--- START ---

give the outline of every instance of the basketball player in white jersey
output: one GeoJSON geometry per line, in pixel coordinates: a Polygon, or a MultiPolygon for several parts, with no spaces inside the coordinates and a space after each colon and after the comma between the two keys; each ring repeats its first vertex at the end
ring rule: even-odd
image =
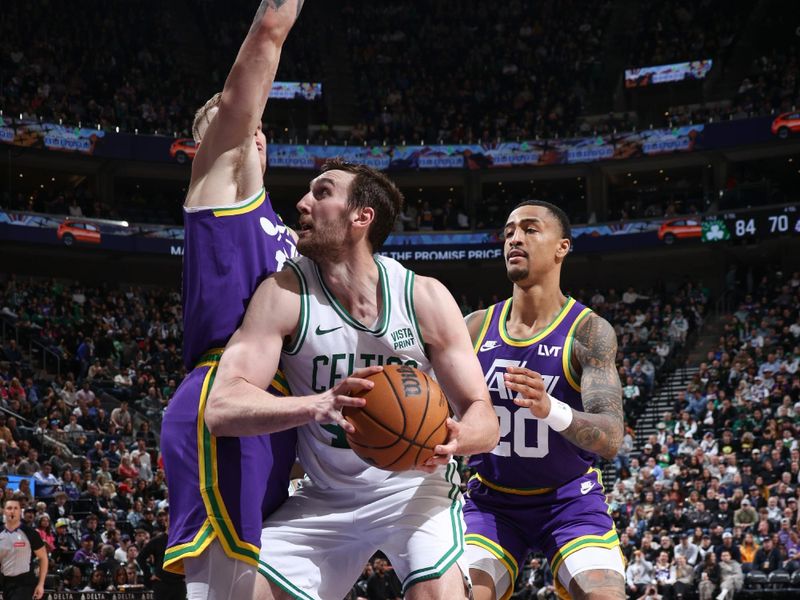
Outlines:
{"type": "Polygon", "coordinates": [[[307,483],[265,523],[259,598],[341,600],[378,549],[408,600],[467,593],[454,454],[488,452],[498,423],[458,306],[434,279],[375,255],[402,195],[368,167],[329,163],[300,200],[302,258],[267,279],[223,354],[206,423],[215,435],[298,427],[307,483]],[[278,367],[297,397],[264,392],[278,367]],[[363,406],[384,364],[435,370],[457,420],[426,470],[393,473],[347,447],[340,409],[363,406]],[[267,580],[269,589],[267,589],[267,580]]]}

--- END ---
--- START ---

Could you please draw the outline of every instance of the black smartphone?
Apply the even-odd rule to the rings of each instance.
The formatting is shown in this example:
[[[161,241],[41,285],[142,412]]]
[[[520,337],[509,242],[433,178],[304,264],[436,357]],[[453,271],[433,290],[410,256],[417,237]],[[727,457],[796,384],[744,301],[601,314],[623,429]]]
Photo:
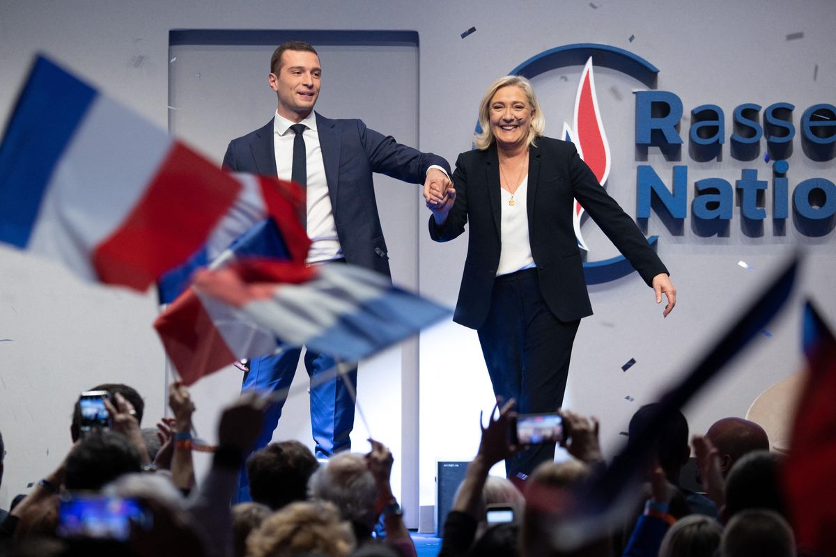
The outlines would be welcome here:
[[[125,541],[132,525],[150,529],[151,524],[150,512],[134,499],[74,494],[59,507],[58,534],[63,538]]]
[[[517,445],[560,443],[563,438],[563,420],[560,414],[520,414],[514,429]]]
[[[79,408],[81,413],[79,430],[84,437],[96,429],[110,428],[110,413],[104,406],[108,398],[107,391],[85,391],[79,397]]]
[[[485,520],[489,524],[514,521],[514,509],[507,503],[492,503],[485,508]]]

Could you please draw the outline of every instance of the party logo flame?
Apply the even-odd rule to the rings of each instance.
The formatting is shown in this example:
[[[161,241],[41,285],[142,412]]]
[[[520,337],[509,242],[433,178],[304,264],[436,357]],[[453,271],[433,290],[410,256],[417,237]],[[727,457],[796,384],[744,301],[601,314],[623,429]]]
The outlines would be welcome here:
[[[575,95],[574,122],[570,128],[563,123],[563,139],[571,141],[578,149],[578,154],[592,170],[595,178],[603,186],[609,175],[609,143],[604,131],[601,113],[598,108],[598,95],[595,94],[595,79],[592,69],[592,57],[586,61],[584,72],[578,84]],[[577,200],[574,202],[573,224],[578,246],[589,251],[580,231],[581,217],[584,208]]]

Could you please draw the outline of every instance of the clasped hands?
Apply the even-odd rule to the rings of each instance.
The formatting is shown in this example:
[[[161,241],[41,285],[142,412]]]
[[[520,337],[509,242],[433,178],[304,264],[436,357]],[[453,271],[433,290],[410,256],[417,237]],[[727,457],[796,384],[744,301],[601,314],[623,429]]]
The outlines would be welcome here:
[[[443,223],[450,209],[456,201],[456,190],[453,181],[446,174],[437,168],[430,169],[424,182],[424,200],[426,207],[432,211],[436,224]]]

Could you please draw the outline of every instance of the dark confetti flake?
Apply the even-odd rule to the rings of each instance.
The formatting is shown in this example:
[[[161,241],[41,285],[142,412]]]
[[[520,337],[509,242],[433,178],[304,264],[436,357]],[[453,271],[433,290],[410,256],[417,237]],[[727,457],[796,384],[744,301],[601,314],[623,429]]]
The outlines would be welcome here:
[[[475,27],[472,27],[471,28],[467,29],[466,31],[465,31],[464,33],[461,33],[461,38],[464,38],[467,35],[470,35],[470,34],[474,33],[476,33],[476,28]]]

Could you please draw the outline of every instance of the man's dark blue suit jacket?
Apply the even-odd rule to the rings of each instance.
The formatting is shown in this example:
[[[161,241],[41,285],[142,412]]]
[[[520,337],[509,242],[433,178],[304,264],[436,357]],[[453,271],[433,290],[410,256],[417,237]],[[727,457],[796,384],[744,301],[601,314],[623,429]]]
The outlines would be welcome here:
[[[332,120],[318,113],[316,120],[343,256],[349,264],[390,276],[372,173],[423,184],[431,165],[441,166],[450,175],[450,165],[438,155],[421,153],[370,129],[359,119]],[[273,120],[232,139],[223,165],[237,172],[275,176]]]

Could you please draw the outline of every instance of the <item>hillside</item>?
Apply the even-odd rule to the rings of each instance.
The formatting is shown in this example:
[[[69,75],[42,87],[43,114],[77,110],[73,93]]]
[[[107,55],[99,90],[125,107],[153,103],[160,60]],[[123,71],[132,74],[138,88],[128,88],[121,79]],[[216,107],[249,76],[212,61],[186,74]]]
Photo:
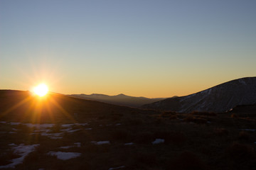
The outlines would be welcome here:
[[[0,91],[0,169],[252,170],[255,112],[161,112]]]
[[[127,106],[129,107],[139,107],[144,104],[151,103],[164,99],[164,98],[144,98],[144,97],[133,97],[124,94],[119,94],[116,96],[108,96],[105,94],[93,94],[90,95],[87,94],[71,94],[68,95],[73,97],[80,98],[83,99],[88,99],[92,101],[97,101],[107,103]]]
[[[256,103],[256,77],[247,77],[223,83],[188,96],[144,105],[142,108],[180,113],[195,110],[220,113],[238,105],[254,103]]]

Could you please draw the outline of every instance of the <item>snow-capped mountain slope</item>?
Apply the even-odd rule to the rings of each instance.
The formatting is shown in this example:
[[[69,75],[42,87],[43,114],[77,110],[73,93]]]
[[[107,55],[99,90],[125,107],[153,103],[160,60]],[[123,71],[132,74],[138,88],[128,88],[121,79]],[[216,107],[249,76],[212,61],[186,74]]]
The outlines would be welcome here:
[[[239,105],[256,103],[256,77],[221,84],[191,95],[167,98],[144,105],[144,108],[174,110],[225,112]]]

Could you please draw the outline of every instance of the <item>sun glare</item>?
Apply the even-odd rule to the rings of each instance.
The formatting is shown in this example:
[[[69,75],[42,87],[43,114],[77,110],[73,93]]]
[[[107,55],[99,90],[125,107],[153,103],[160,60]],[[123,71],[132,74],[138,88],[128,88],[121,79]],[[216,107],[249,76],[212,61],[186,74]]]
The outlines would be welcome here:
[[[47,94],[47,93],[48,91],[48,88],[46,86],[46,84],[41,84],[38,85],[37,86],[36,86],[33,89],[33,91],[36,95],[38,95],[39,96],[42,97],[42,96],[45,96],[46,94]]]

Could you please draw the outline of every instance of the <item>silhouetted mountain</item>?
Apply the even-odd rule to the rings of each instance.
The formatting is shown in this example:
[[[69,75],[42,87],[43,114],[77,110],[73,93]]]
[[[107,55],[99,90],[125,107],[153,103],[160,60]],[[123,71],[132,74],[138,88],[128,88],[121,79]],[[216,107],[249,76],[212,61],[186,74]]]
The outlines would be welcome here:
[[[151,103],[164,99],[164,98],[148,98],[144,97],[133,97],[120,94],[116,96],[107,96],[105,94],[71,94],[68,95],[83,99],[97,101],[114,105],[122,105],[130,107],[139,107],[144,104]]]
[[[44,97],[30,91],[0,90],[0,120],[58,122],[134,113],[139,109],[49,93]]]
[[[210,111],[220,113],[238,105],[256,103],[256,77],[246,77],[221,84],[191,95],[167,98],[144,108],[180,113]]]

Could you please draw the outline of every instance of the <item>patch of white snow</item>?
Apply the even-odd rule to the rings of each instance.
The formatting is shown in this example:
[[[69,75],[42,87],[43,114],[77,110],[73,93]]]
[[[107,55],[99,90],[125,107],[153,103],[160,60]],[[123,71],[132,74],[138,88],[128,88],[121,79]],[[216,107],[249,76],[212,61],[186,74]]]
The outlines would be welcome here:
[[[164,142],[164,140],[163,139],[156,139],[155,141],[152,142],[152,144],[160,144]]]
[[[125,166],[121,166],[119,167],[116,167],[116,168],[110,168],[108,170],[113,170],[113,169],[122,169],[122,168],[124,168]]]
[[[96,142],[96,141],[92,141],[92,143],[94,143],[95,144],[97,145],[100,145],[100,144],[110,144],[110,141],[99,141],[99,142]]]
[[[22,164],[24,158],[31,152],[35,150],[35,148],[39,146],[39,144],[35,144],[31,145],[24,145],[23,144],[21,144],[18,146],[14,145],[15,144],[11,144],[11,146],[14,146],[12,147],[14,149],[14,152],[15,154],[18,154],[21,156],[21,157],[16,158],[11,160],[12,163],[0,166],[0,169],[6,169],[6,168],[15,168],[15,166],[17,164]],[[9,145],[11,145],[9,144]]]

--- END ---

Pick out every line that contains the string "Polygon", treating uppercase and lowercase as distinct.

output: one GeoJSON geometry per line, in pixel coordinates: a Polygon, or a MultiPolygon for several parts, with no spaces inside the coordinates and a space after each colon and after the comma between the two keys; each ring repeats its first vertex at the end
{"type": "Polygon", "coordinates": [[[307,483],[265,523],[259,598],[341,600],[378,549],[408,600],[467,593],[454,454],[488,452],[498,423],[458,306],[434,279],[375,255],[402,195],[368,167],[329,163],[300,200],[302,258],[267,279],[223,354],[206,423],[215,435],[298,427],[307,483]],[[278,367],[297,397],[264,392],[278,367]],[[363,406],[384,364],[435,370],[457,420],[426,470],[393,473],[347,447],[340,409],[363,406]],[[267,580],[269,589],[267,589],[267,580]]]}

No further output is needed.